Text for analysis >>
The plan also highlights four priority health topics, based on community feedback, evidence-based practice, and an existing track record of accomplishment. These four areas, described in further detail below, are behavioral health, violence prevention, chronic disease prevention, and life course and core services.

Baltimore’s Public Health Priorities

Priority 1: Behavioral Health

Addressing the Opioid Epidemic

Background: With approximately 20,000 active heroin users in Baltimore and thousands more who misuse prescription opioid medications, our city cannot be healthy without addressing opioid addiction and overdose. In 2015, 393 people died from drug and alcohol overdose, which is more than the number of people who died from homicide. These deaths have continued to increase. From January through September 2016, the most recent date for which official information is available, 481 people died from an overdose in Baltimore City. Drug addiction impacts our entire community and ties into nearly every issue facing our city, including crime, unemployment, poverty, and poor health.

Accomplishments/Progress/Update: BCHD has developed a comprehensive, three-pillar strategy to combat opioid addiction, a strategy that led the way in Maryland and that serves as a national model of innovation:

  • Prevent deaths from overdose and save lives. In 2015, Dr. Wen declared opioid overdose a public health emergency. The most critical part of BCHD’s opioid overdose prevention campaign has been expanding access to naloxone, the lifesaving drug that reverses the effect of an opioid drug overdose. In October 2015, a new law went into effect that allowed Dr. Wen to issue a “standing order” and prescribe naloxone to the City’s 620,000 residents. Baltimore City became the first jurisdiction in Maryland to expand access to naloxone using a standing order.

    BCHD and partner organizations have trained over 20,000 people—at street markets, metro stops, jails, and neighborhood meetings—to administer naloxone. Since 2015, naloxone has been used to save more than 800 lives: acts of neighbors saving fellow neighbors. This number does not include the many lives saved by nurses, doctors, EMTs, and police officers. BCHD helped the Baltimore Police Department (BPD) incorporate naloxone training into their programming, and BPD officers have used naloxone to save the lives of over 70 of our citizens. Baltimore City was also one of the first jurisdictions to require naloxone training as part of the court-mandated time in Drug Treatment Court. We have trained federal, state, and city legislators so that they can not only save lives but also serve as ambassadors and champions to their constituents.

We use epidemiological data to target our training to “hotspots,” taking naloxone directly into the most at-risk communities and putting it in the hands of those most in need. This practice began in 2015 when we saw that 39 people died from overdoses involving the opioid fentanyl between January and March. Fentanyl is many times stronger than heroin, and individuals using heroin were not aware that the heroin had been laced with fentanyl. Unfortunately, fentanyl continues to be a key driver of overdose deaths: in Baltimore City, the number of people dying from fentanyl has increased more than 20 times since 2013.

Exercise directions >>
Pick up the text on Baltimore's public health priorities right after its last sentence and carry it forward in the same style.

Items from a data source
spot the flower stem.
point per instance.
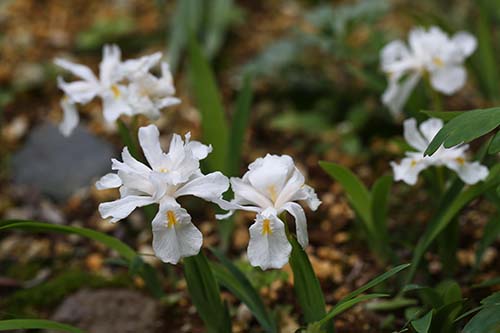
(434, 95)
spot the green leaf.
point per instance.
(484, 59)
(493, 299)
(490, 234)
(357, 192)
(372, 283)
(488, 283)
(495, 144)
(444, 317)
(235, 281)
(187, 16)
(136, 264)
(342, 306)
(423, 324)
(239, 125)
(306, 285)
(448, 212)
(486, 321)
(444, 115)
(219, 15)
(123, 249)
(379, 206)
(38, 324)
(465, 128)
(213, 121)
(205, 294)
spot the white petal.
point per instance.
(429, 129)
(300, 222)
(79, 70)
(110, 180)
(109, 68)
(413, 136)
(408, 169)
(307, 194)
(121, 208)
(292, 186)
(250, 194)
(198, 149)
(149, 139)
(448, 80)
(270, 174)
(166, 102)
(115, 105)
(397, 93)
(393, 52)
(70, 117)
(469, 172)
(466, 42)
(268, 246)
(140, 66)
(209, 187)
(79, 91)
(174, 236)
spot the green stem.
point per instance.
(306, 285)
(128, 138)
(205, 294)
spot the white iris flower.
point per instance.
(428, 53)
(271, 186)
(453, 158)
(125, 88)
(168, 176)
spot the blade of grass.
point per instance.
(213, 121)
(38, 324)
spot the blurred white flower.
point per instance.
(168, 176)
(453, 158)
(124, 87)
(429, 53)
(271, 186)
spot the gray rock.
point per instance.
(58, 166)
(110, 310)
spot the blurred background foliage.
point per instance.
(316, 87)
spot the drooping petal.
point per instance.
(109, 68)
(393, 52)
(300, 222)
(166, 102)
(149, 139)
(121, 208)
(174, 235)
(292, 186)
(408, 169)
(429, 129)
(134, 68)
(198, 149)
(79, 91)
(469, 172)
(268, 246)
(412, 136)
(115, 104)
(208, 187)
(249, 193)
(110, 180)
(270, 174)
(79, 70)
(448, 80)
(308, 195)
(70, 117)
(466, 42)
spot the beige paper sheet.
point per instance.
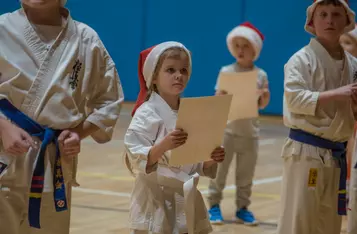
(243, 87)
(204, 119)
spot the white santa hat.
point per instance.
(249, 32)
(153, 58)
(63, 2)
(353, 33)
(148, 62)
(311, 9)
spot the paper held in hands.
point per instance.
(243, 87)
(204, 119)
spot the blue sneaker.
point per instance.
(215, 215)
(245, 216)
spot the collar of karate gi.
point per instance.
(321, 52)
(32, 38)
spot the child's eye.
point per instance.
(184, 71)
(170, 70)
(336, 14)
(323, 14)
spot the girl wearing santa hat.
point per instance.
(165, 199)
(241, 136)
(319, 108)
(349, 43)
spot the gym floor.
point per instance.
(100, 204)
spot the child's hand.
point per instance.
(15, 140)
(218, 154)
(221, 92)
(70, 142)
(346, 92)
(173, 140)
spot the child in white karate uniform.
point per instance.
(165, 199)
(349, 43)
(241, 136)
(319, 108)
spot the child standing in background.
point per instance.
(241, 136)
(349, 43)
(319, 108)
(162, 200)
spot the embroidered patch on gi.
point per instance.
(74, 76)
(3, 166)
(312, 178)
(355, 76)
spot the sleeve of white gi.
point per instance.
(106, 96)
(140, 137)
(299, 98)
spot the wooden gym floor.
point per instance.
(100, 204)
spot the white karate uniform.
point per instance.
(59, 77)
(311, 175)
(240, 140)
(352, 204)
(165, 199)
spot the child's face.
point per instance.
(349, 44)
(330, 21)
(244, 50)
(173, 76)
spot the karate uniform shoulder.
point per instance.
(308, 72)
(63, 84)
(152, 121)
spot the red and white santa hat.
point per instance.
(249, 32)
(148, 61)
(311, 9)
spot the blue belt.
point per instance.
(47, 136)
(338, 152)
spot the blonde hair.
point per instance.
(172, 53)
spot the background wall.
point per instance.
(127, 27)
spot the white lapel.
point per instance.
(166, 113)
(50, 60)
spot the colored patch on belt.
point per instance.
(3, 166)
(313, 177)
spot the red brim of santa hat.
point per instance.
(148, 61)
(310, 13)
(249, 32)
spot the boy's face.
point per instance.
(349, 44)
(244, 50)
(330, 21)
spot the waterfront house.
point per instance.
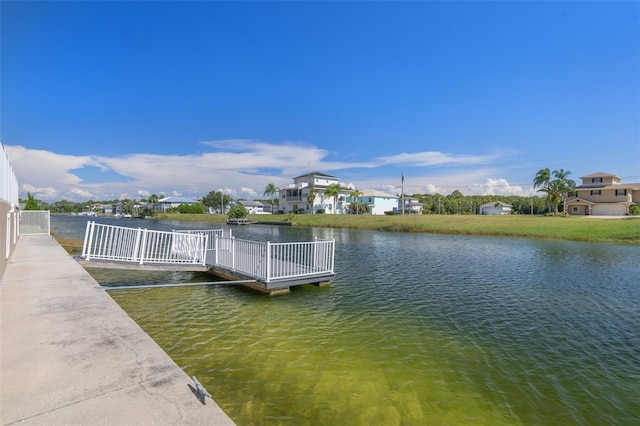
(495, 208)
(167, 203)
(411, 206)
(253, 207)
(377, 203)
(294, 198)
(602, 194)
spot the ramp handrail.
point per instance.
(275, 261)
(119, 243)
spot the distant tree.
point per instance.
(32, 203)
(216, 200)
(270, 190)
(556, 189)
(237, 212)
(333, 191)
(542, 181)
(311, 198)
(197, 208)
(565, 185)
(355, 193)
(153, 199)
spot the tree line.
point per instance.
(555, 184)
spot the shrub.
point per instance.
(237, 212)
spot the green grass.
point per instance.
(623, 230)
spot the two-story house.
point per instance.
(495, 208)
(602, 194)
(295, 198)
(411, 205)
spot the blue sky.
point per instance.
(104, 100)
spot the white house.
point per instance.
(377, 203)
(167, 203)
(411, 205)
(295, 198)
(253, 207)
(602, 194)
(495, 208)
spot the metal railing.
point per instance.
(118, 243)
(35, 222)
(263, 261)
(275, 261)
(210, 233)
(8, 181)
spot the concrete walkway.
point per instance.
(69, 355)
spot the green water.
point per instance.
(415, 329)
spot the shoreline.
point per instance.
(624, 229)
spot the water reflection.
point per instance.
(416, 329)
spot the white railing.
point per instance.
(118, 243)
(263, 261)
(8, 181)
(275, 261)
(35, 222)
(210, 233)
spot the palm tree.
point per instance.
(355, 194)
(311, 198)
(542, 181)
(333, 190)
(153, 199)
(270, 190)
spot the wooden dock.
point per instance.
(271, 268)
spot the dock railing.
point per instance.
(118, 243)
(210, 233)
(270, 262)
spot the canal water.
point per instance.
(415, 329)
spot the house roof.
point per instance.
(316, 174)
(599, 174)
(250, 203)
(633, 186)
(376, 193)
(181, 200)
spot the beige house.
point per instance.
(602, 194)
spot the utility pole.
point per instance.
(402, 193)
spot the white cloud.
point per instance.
(242, 168)
(434, 158)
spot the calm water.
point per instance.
(415, 329)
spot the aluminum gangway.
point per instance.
(272, 265)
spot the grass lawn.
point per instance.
(619, 230)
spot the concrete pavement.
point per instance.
(70, 355)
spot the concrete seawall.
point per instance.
(70, 355)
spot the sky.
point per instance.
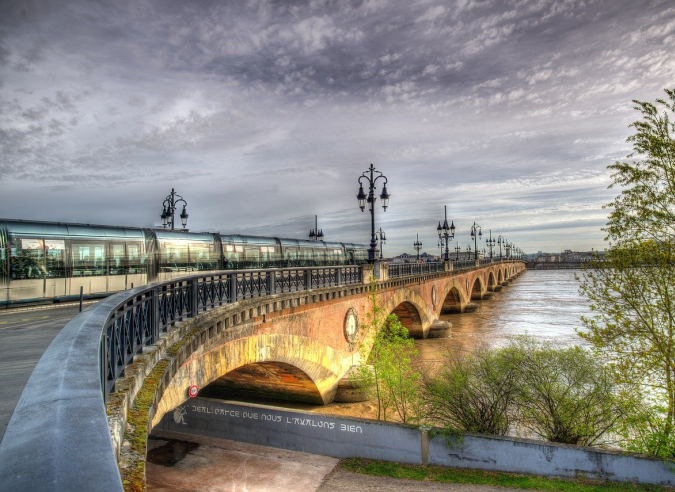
(264, 114)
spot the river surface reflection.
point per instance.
(543, 304)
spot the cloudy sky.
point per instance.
(263, 114)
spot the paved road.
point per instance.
(24, 336)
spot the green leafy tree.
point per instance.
(632, 296)
(388, 376)
(631, 291)
(473, 392)
(645, 208)
(565, 394)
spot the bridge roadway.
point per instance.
(60, 420)
(24, 336)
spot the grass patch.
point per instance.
(479, 477)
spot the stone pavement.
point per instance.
(181, 462)
(24, 336)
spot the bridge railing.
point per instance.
(58, 437)
(397, 270)
(140, 319)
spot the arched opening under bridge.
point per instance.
(410, 318)
(452, 302)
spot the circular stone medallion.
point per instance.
(351, 327)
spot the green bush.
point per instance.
(474, 392)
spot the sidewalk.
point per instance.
(181, 462)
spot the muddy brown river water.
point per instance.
(545, 305)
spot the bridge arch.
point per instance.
(454, 298)
(411, 309)
(492, 282)
(476, 292)
(316, 367)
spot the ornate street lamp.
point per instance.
(476, 234)
(169, 211)
(446, 233)
(316, 234)
(491, 242)
(500, 241)
(418, 246)
(370, 198)
(382, 237)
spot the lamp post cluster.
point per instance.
(316, 234)
(476, 234)
(445, 234)
(370, 198)
(418, 246)
(168, 215)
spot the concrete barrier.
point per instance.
(348, 437)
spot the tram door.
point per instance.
(55, 283)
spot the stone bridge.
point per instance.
(272, 333)
(298, 347)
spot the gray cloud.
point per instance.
(264, 113)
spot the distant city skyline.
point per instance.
(263, 114)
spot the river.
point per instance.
(543, 304)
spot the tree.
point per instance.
(645, 208)
(389, 376)
(633, 327)
(473, 392)
(631, 291)
(565, 394)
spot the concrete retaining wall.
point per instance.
(295, 430)
(344, 437)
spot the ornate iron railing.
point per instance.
(142, 318)
(397, 270)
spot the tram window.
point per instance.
(306, 257)
(200, 257)
(136, 261)
(232, 254)
(268, 257)
(117, 258)
(290, 257)
(3, 263)
(319, 257)
(55, 250)
(252, 257)
(88, 259)
(174, 257)
(27, 259)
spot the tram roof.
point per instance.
(64, 229)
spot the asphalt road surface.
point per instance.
(24, 336)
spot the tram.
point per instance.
(51, 261)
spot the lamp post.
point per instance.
(476, 234)
(500, 241)
(169, 211)
(446, 233)
(418, 246)
(490, 242)
(379, 234)
(370, 198)
(316, 234)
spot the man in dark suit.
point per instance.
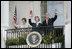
(48, 22)
(36, 25)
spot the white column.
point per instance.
(67, 30)
(4, 21)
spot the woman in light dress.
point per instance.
(23, 25)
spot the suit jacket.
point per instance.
(34, 28)
(48, 28)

Response area >>
To address this spike in fentanyl-related deaths, BCHD launched a city-wide Fentanyl Taskforce, which includes representatives from local hospitals, the Baltimore City Police Department, the Baltimore City Fire Department, and more, to discuss ways to identify and prevent fentanyl-related deaths. One of the key recommendations that surfaced was developing and implementing a real-time alert and city-wide rapid response system, a system that would identify unusual spikes in overdoses and deploy street outreach teams to impacted areas of the city to inform residents about the spike and distribute naloxone.

  • Increasing access to on-demand treatment and long-term recovery support. Preventing overdose is only the first step in addressing addiction. To adequately treat people with substance use disorders, we must ensure that there is adequate access to on-demand treatment. Nationwide, only 11 percent of patients with addiction get the treatment they need. In collaboration with Behavioral Health System Baltimore (BHSB), the local behavioral health authority, BCHD has already taken several actions to ensure access to treatment, including:
    • Creating a 24/7 Crisis, Information, and Referral phone line for anyone with addiction and mental health concerns that receives nearly 1,000 calls each week for crisis services and referral to appointments.
    • Securing $3.6M in capital funds to build a stabilization center, which will be the first step toward creating a 24/7 emergency department for behavioral health.
    • Hiring community-based peer recovery specialists and piloted universal addiction screening in our hospitals.
    • Implementing the Law Enforcement Assisted Diversion Program (LEAD) with City partners to establish criteria for police officers to identify individuals with behavioral health needs and connect them to services such as drug treatment and housing, rather than taking them to central booking for arrest.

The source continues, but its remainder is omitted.